Von Astrid Priebs-Tröger: Viele Tropfen, wenig Glück

Über 40 Aussteller bei der 3. Kunstallee während der Potsdamer Erlebnisnacht

Kunstschmied Michael Soika heizt mächtig ein. Mittels Staubsauger wird das Schmiedefeuer kräftig angeblasen, damit kurz darauf er und seine junge rotbezopfte Gehilfin Laura zu den Schmiedehämmern greifen können. Kraftvoll und im Takt bearbeiten sie das rotglühende Stück Metall. Leider auf einem viel zu kleinen Amboss. Der größere sei ihnen in der vergangenen Nacht, hier direkt vor Ort, gestohlen worden, erzählt der Meister. Doch Jung und Alt bleiben stehen, um das ungleiche Paar bei seinem uralten Handwerk zu beobachten.

Zu schauen und zu probieren gab es so einiges auf der in diesem Jahr zum dritten Mal stattfindenden Kunstmeile zwischen Nauener Tor und Dortustraße. Mehr als vierzig Maler, Fotografen, Bildhauer, Glasgestalter, Illustratoren und Schmuckdesigner waren gekommen, um Ergebnisse ihrer Arbeit zu präsentieren, mit den Besuchern ins Gespräch zu kommen und auch das eine oder andere Stück an den Mann zu bringen. Doch Petrus verdarb ihnen erst einmal gründlich das Geschäft. Zudem weichte er mit seinen ausdauernden Regengüssen den gelbbraunen Weg zwischen den beiden Standreihen so richtig auf.

## Aufgaben
A) Erkläre anhand des Berichts über die Kunstallee in ein bis drei Sätzen, warum der Kunstschmied mit seiner Gehilfin auf einem viel zu kleinen Amboss arbeitet.
B) Beantworte zum Bericht über die Kunstallee folgende Fragen:
(i) Zum wievielten Mal findet die Kunstmeile in diesem Jahr statt?
(ii) Zwischen welchen beiden Punkten verläuft sie?
(iii) Wie heißt die Gehilfin des Kunstschmieds?
C) Gib aus dem Bericht über die Kunstallee den Abschnitt wortgetreu zurück, der mit den Worten "Kunstschmied Michael Soika" beginnt und mit "Handwerk zu beobachten." endet.

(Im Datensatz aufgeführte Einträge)

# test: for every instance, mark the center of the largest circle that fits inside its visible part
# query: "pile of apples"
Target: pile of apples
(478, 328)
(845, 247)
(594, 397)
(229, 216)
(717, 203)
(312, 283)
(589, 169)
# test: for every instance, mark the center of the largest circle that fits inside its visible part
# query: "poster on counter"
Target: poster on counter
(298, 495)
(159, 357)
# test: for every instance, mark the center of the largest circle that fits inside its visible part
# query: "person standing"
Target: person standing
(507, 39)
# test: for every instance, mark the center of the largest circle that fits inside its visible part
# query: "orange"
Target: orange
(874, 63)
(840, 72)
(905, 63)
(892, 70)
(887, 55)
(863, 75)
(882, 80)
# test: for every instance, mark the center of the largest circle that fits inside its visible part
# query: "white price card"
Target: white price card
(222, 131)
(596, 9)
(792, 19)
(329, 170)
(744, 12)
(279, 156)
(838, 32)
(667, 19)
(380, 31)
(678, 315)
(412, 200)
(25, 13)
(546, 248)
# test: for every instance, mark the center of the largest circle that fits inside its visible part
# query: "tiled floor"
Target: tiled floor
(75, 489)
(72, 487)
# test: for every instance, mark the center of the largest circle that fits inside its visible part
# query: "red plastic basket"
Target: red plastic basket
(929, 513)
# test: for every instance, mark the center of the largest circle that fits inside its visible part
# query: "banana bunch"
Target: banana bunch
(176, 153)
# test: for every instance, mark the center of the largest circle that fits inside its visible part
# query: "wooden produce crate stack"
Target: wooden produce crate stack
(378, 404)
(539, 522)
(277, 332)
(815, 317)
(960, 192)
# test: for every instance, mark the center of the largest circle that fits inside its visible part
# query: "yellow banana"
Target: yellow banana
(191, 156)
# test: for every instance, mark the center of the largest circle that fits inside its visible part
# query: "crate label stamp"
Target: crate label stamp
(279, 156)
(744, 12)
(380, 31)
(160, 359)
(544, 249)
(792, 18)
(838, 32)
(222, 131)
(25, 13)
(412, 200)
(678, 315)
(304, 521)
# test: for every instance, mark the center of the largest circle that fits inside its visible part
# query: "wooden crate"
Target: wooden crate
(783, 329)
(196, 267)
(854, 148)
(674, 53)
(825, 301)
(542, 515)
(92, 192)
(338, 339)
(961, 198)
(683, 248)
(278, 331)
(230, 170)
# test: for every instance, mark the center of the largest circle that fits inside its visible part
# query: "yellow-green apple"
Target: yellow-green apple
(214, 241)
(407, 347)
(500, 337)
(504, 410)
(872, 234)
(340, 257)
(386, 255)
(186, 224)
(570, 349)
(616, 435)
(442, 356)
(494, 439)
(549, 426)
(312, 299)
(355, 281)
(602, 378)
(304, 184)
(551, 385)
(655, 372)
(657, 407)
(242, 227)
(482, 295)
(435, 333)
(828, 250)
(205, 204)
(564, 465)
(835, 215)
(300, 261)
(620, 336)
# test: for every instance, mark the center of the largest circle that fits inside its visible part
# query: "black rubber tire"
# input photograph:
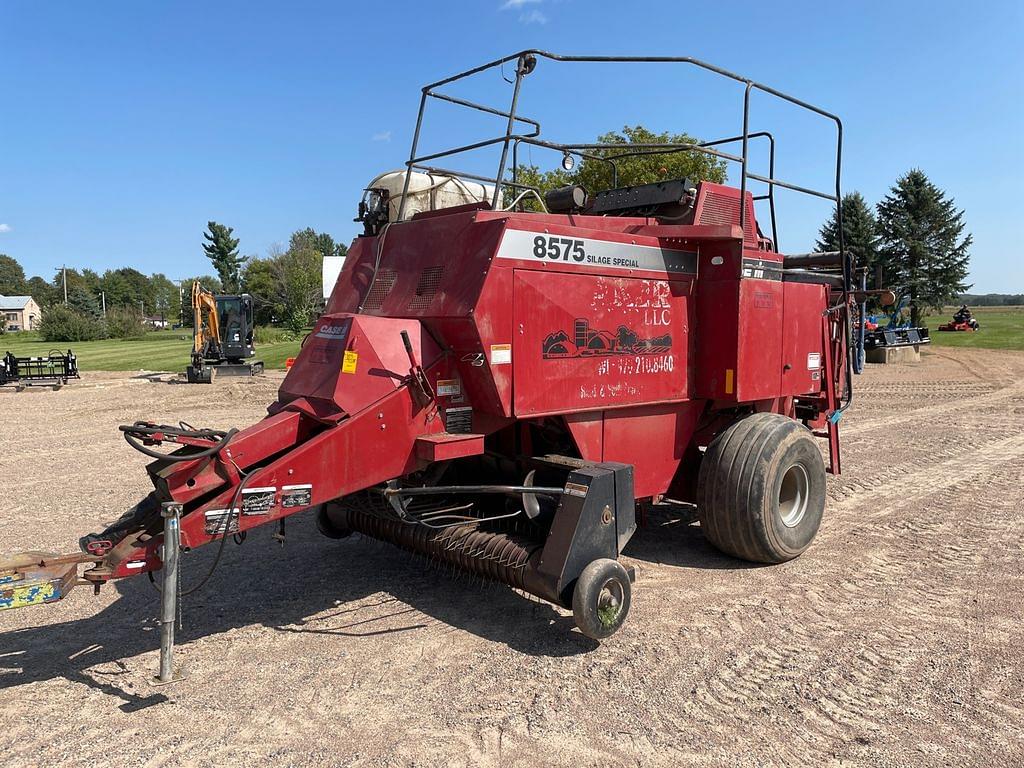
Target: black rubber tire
(739, 484)
(593, 619)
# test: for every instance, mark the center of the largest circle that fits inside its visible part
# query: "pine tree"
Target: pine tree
(222, 250)
(83, 302)
(860, 232)
(923, 249)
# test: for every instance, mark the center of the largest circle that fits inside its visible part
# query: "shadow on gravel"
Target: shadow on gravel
(673, 538)
(287, 589)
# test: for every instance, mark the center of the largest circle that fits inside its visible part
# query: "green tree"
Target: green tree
(11, 276)
(260, 281)
(165, 297)
(42, 292)
(298, 275)
(127, 287)
(860, 231)
(83, 302)
(923, 249)
(222, 251)
(645, 168)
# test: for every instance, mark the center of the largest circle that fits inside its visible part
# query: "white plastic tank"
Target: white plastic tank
(428, 192)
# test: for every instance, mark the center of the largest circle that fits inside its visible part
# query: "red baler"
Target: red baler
(500, 389)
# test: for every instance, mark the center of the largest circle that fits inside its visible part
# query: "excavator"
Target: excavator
(222, 336)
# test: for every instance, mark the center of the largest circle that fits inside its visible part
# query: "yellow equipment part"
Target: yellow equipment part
(25, 580)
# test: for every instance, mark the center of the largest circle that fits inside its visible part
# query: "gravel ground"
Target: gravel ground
(896, 640)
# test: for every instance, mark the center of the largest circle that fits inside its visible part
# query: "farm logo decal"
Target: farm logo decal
(586, 342)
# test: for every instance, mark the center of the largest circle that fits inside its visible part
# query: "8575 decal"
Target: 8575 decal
(559, 249)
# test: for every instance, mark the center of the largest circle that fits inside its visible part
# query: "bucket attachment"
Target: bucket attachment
(32, 579)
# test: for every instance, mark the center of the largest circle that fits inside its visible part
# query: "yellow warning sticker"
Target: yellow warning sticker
(501, 354)
(348, 363)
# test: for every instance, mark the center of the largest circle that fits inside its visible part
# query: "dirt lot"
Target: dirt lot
(896, 640)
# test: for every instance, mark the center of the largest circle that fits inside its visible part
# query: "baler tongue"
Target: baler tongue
(36, 578)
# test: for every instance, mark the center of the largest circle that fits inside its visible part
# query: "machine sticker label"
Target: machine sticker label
(348, 361)
(216, 518)
(449, 387)
(588, 342)
(761, 269)
(576, 488)
(501, 354)
(258, 501)
(599, 253)
(296, 496)
(334, 333)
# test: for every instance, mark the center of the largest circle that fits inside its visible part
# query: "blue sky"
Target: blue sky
(125, 126)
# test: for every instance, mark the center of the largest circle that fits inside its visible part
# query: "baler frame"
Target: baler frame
(427, 377)
(526, 62)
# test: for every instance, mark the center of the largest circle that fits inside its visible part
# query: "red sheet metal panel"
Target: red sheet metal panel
(587, 342)
(803, 346)
(759, 360)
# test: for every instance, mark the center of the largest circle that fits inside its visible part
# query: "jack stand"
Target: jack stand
(171, 512)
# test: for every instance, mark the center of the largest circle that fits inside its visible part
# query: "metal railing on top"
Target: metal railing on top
(525, 64)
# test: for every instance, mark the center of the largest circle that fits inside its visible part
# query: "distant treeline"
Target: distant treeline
(991, 299)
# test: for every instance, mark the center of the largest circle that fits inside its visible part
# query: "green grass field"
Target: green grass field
(1001, 328)
(159, 350)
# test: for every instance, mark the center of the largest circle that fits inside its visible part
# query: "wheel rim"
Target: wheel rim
(793, 496)
(609, 602)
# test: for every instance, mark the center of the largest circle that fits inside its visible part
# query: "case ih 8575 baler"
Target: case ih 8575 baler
(501, 389)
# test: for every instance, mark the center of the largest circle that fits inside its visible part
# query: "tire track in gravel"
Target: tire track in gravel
(876, 574)
(992, 398)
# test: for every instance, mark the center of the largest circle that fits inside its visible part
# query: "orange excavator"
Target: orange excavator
(222, 336)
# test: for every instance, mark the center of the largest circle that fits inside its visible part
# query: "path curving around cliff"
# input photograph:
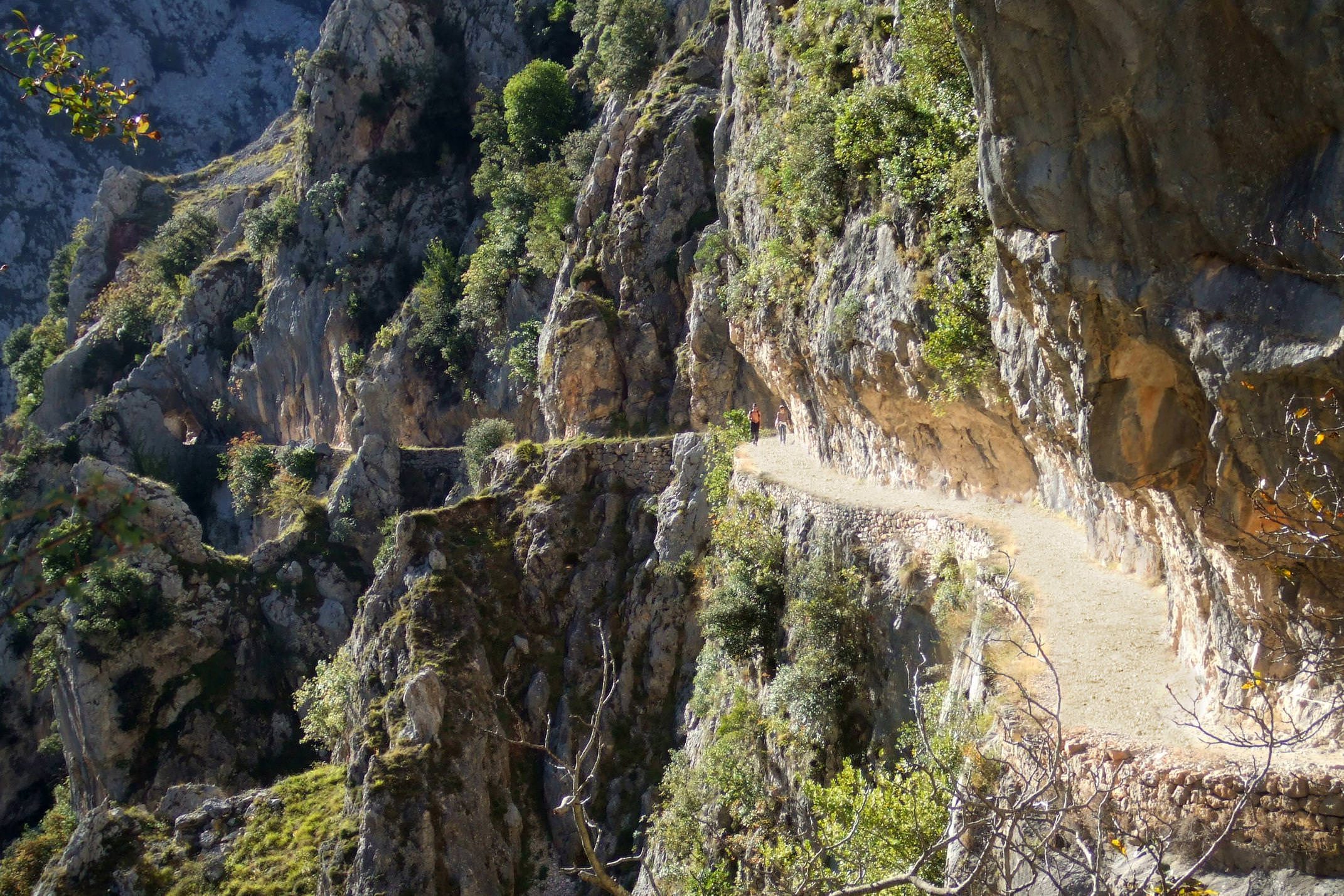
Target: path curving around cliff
(1104, 629)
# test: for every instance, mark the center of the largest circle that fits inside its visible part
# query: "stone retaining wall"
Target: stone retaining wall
(1294, 817)
(429, 474)
(637, 465)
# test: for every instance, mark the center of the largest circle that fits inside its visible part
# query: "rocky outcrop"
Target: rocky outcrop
(181, 58)
(619, 316)
(488, 611)
(1161, 296)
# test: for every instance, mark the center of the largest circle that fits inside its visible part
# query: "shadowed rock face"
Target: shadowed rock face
(1153, 174)
(213, 75)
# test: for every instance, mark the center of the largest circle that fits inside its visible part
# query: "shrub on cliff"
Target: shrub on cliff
(181, 245)
(62, 265)
(538, 108)
(324, 700)
(268, 227)
(29, 855)
(29, 352)
(249, 466)
(628, 48)
(530, 188)
(440, 335)
(120, 604)
(480, 442)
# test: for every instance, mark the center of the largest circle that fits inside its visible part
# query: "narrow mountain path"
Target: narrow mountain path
(1104, 629)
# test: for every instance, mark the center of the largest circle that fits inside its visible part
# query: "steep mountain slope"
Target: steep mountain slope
(986, 249)
(213, 75)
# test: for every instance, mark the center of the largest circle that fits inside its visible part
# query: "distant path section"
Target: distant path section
(1102, 629)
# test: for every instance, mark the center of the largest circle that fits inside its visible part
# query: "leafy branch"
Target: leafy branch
(49, 69)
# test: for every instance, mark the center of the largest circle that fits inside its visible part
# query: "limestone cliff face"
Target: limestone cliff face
(1148, 331)
(213, 75)
(1159, 292)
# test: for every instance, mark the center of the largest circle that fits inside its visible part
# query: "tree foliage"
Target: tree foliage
(628, 48)
(49, 69)
(21, 868)
(324, 700)
(480, 441)
(249, 466)
(530, 188)
(440, 336)
(268, 227)
(538, 108)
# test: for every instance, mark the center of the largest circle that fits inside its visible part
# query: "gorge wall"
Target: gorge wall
(211, 74)
(998, 253)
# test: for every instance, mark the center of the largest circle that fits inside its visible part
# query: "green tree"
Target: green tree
(324, 700)
(629, 45)
(46, 66)
(268, 227)
(249, 466)
(538, 108)
(480, 442)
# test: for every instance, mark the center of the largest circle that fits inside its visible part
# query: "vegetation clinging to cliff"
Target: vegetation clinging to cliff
(530, 189)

## Lösungen
A) Der größere Amboss wurde ihnen nach Aussage des Meisters in der vergangenen Nacht direkt vor Ort gestohlen. Deshalb müssen sie das rotglühende Metall auf dem kleineren bearbeiten.

B)
(i) Zum dritten Mal.
(ii) Zwischen Nauener Tor und Dortustraße.
(iii) Laura.

C)
Kunstschmied Michael Soika heizt mächtig ein. Mittels Staubsauger wird das Schmiedefeuer kräftig angeblasen, damit kurz darauf er und seine junge rotbezopfte Gehilfin Laura zu den Schmiedehämmern greifen können. Kraftvoll und im Takt bearbeiten sie das rotglühende Stück Metall. Leider auf einem viel zu kleinen Amboss. Der größere sei ihnen in der vergangenen Nacht, hier direkt vor Ort, gestohlen worden, erzählt der Meister. Doch Jung und Alt bleiben stehen, um das ungleiche Paar bei seinem uralten Handwerk zu beobachten.